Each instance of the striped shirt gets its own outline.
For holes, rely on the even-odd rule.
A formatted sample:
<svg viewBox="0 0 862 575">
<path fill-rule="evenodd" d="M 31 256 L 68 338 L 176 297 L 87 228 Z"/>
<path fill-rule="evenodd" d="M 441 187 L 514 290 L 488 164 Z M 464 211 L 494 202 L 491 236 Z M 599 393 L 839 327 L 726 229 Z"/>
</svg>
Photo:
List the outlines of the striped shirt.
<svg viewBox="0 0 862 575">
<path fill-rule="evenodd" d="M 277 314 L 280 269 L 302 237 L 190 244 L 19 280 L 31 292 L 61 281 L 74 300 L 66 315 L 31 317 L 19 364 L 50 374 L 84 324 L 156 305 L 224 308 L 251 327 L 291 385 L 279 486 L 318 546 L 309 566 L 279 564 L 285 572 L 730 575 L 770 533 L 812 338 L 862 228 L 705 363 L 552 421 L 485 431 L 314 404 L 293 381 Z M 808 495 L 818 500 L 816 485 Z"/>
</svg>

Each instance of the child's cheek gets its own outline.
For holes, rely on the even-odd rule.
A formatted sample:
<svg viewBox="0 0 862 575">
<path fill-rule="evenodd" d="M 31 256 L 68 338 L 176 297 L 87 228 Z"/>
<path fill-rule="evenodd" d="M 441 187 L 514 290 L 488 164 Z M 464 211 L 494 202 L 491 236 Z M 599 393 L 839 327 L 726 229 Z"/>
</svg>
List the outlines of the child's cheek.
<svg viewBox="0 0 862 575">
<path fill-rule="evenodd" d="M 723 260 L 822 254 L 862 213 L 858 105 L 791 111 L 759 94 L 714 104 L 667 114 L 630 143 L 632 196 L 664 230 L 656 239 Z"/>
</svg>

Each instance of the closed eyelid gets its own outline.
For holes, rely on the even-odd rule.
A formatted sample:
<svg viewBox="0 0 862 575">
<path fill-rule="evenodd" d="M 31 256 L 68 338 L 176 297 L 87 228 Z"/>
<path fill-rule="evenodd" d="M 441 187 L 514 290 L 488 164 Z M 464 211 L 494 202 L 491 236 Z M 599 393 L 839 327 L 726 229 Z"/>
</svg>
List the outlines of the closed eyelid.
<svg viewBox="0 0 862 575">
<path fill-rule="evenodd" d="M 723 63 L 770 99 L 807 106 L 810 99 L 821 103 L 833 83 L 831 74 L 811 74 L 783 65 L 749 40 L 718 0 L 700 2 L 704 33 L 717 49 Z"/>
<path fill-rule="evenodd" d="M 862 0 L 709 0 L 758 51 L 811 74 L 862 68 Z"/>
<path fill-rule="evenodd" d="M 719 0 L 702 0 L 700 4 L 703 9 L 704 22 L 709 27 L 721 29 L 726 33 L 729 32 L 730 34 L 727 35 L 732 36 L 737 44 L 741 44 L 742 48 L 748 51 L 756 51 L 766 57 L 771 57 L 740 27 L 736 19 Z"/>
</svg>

○ ○ ○ ○ ○ ○ ○

Every record is to be repeated exactly as it stands above.

__Task response__
Each instance of the striped shirt gets its own outline.
For holes, rely on the even-odd rule.
A formatted sample:
<svg viewBox="0 0 862 575">
<path fill-rule="evenodd" d="M 31 256 L 68 338 L 176 297 L 87 228 Z"/>
<path fill-rule="evenodd" d="M 441 187 L 514 290 L 488 164 Z M 464 211 L 494 202 L 491 236 Z M 599 393 L 839 327 L 726 229 Z"/>
</svg>
Photo:
List the outlines of the striped shirt.
<svg viewBox="0 0 862 575">
<path fill-rule="evenodd" d="M 277 314 L 280 269 L 302 237 L 190 244 L 19 280 L 31 292 L 61 281 L 74 300 L 66 315 L 31 317 L 19 364 L 50 374 L 84 324 L 156 305 L 224 308 L 251 327 L 291 385 L 279 486 L 318 546 L 309 566 L 279 564 L 285 572 L 730 575 L 770 533 L 812 338 L 862 228 L 705 363 L 552 421 L 485 431 L 314 404 L 293 381 Z M 808 495 L 818 500 L 816 485 Z"/>
</svg>

Each instance of the child's cheek gets its own outline.
For holes, rely on the even-odd rule.
A formatted sample:
<svg viewBox="0 0 862 575">
<path fill-rule="evenodd" d="M 31 256 L 68 338 L 176 297 L 87 228 Z"/>
<path fill-rule="evenodd" d="M 441 187 L 514 290 L 488 164 Z M 464 211 L 494 202 L 491 236 Z M 599 393 L 839 327 L 726 229 Z"/>
</svg>
List the outlines of the child's cheek.
<svg viewBox="0 0 862 575">
<path fill-rule="evenodd" d="M 723 260 L 822 254 L 862 213 L 858 105 L 791 111 L 759 94 L 714 104 L 667 114 L 630 143 L 632 196 L 664 230 L 656 239 Z"/>
</svg>

Each instance of the closed eyelid gets its own outline.
For holes, rely on the even-odd rule.
A formatted sample:
<svg viewBox="0 0 862 575">
<path fill-rule="evenodd" d="M 31 256 L 68 338 L 176 297 L 87 228 Z"/>
<path fill-rule="evenodd" d="M 441 187 L 514 290 L 488 164 Z M 464 211 L 494 202 L 491 236 Z M 599 393 L 839 327 L 726 229 Z"/>
</svg>
List the outlines of the closed eyelid.
<svg viewBox="0 0 862 575">
<path fill-rule="evenodd" d="M 723 63 L 770 99 L 807 106 L 810 99 L 821 103 L 833 83 L 831 74 L 811 74 L 783 65 L 749 40 L 718 0 L 700 2 L 704 33 L 717 49 Z"/>
<path fill-rule="evenodd" d="M 862 0 L 709 0 L 758 51 L 811 74 L 862 68 Z"/>
<path fill-rule="evenodd" d="M 719 0 L 702 0 L 700 4 L 703 9 L 704 22 L 709 27 L 721 29 L 726 33 L 729 32 L 730 34 L 727 35 L 732 36 L 737 44 L 741 44 L 742 48 L 748 51 L 756 51 L 766 57 L 771 57 L 740 27 L 736 19 Z"/>
</svg>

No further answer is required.